§ TASK REQUIREMENTS:
Can you give back all of these lines with "textured ceiling" swapped for "popcorn ceiling" and nothing else altered?

Excerpts from location labeling data:
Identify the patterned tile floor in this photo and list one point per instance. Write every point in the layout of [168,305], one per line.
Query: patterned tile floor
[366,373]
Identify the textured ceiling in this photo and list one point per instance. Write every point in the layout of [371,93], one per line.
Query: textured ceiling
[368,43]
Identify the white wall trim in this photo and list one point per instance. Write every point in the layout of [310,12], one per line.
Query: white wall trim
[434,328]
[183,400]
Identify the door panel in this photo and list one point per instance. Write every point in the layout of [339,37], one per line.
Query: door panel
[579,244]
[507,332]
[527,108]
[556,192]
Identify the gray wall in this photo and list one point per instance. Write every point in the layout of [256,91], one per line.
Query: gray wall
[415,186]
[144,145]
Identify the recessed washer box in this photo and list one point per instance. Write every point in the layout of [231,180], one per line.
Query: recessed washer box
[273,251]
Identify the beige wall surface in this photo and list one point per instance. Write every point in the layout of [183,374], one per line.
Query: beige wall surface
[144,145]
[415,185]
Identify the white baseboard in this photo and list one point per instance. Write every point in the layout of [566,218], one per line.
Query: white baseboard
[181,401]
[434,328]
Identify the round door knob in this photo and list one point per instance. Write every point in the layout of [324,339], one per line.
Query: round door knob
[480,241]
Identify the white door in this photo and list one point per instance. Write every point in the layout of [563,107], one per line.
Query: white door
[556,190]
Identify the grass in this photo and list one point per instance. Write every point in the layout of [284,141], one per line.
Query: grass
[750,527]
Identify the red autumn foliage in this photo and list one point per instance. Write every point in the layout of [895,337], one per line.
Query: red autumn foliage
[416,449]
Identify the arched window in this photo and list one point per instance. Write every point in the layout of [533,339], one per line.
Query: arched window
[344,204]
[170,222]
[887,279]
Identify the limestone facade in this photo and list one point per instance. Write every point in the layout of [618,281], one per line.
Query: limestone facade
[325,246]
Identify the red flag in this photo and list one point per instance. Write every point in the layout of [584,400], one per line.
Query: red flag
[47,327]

§ ANSWER BELOW:
Identify the patterned tile floor in this photo and list one point per instance. Write every point in the layout of [168,305], one per line.
Query: patterned tile floor
[366,373]
Identify the popcorn ceiling in this photo and list one point per instance. Write every point in the layout of [371,93], one per line.
Query: popcorn ceiling
[368,43]
Identify the white wall trim in this photo and list one point per instance. Write every point in the layout of [310,12], one per line.
Query: white wall trim
[434,328]
[183,400]
Identify the door panel in this photo and list one point per instance. Write every point in the layout of [339,37], one per line.
Query: door panel
[579,244]
[507,332]
[527,108]
[556,192]
Identify the gray wall in this photo and list one point per instance. Write every point in the layout of [256,91], one per line.
Query: gray wall
[415,186]
[144,145]
Identify the recessed washer box in this photo and list one point per instance. Write every point in the layout of [231,180], one per line.
Query: recessed washer box
[273,251]
Identify the beige wall surface in this photo and list one point per instance. Write every point in the layout of [183,374], one per line.
Query: beige wall surface
[144,145]
[415,185]
Identify the white baseboard in this photo and list one point per instance. Write every point in the layout of [566,218], one per line.
Query: white baseboard
[181,401]
[434,328]
Identify the round door knob in this photo and list one point per instance. Write every point in the layout of [324,339], one per line.
Query: round door knob
[480,241]
Identify the white door in this photo and list one point per instance. Write every point in the layout of [563,107], one per line.
Query: white door
[556,190]
Identify the grass in this photo and list one point per instance. Write every point in the layout of [284,141], one per line.
Query: grass
[750,527]
Identify the red autumn foliage in this photo and list one point per instance. Write every point in the layout of [895,337], one per line.
Query: red autumn foliage
[416,449]
Identify the arched window in this photo and list one point per instance. Write every point in the layout of [533,339], one per line.
Query: arched window
[344,204]
[170,222]
[887,279]
Identify the limestone facade in this photo and list one point per instance. Write every point in the layout of [618,281], one per line.
Query: limestone facade
[325,246]
Identify the red flag in this photo and list one point per instance. Write every point in the layout of [584,400], one per line.
Query: red flag
[47,327]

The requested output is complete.